GIVEN RECORDS section start
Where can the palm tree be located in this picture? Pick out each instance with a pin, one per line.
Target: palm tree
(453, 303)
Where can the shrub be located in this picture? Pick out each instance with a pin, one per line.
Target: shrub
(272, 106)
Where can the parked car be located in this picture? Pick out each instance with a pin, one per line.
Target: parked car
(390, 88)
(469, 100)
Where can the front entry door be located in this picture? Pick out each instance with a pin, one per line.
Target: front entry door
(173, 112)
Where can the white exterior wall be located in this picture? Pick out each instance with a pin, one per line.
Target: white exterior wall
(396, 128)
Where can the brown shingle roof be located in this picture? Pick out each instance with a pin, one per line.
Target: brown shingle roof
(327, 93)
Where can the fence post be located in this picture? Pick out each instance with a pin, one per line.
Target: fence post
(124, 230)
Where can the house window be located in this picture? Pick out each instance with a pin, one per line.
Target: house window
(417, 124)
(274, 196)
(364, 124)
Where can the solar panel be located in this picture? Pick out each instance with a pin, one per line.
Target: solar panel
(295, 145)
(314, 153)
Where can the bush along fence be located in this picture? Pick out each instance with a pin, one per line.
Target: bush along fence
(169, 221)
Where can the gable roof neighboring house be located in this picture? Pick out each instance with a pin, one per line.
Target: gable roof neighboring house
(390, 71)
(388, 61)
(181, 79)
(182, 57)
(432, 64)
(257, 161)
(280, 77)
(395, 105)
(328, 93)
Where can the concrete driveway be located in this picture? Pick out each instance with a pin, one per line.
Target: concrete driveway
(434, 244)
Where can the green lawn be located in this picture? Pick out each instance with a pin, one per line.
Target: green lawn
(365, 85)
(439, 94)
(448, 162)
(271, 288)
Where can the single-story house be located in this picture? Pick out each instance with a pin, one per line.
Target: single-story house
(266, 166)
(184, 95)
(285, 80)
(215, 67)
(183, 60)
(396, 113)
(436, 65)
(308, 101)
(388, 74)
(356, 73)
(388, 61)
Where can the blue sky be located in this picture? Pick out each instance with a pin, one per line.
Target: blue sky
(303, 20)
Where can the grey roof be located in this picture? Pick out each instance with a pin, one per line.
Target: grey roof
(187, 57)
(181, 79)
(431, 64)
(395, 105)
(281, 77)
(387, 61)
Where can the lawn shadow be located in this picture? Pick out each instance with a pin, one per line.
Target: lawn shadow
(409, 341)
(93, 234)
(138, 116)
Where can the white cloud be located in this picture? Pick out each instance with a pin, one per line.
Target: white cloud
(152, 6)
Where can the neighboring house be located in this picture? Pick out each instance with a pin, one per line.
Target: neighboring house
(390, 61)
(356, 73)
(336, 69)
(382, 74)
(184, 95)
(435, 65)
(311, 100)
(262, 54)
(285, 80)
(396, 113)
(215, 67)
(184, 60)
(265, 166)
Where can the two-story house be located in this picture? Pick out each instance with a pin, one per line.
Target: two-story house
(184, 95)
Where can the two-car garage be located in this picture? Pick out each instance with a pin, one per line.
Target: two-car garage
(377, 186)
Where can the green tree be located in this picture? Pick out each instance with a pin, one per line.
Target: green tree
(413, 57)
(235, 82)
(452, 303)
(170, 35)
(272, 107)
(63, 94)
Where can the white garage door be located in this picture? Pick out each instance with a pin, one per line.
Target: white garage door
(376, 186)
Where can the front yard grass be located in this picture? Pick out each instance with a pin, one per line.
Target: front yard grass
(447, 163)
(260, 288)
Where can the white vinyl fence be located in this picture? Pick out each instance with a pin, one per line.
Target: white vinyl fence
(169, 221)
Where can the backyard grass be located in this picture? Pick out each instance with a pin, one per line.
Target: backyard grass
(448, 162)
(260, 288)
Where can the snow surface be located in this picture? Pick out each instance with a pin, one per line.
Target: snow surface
GIVEN RECORDS section end
GIVEN RECORDS section start
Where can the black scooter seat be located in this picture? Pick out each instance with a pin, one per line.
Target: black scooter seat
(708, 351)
GIVEN RECORDS section end
THE PROBLEM -
All lines above that contain the word "surface" are to be copied.

THE ANSWER -
Where can the snow surface be located in this picture? Pick out each instance with a pin, one per line.
Target: snow surface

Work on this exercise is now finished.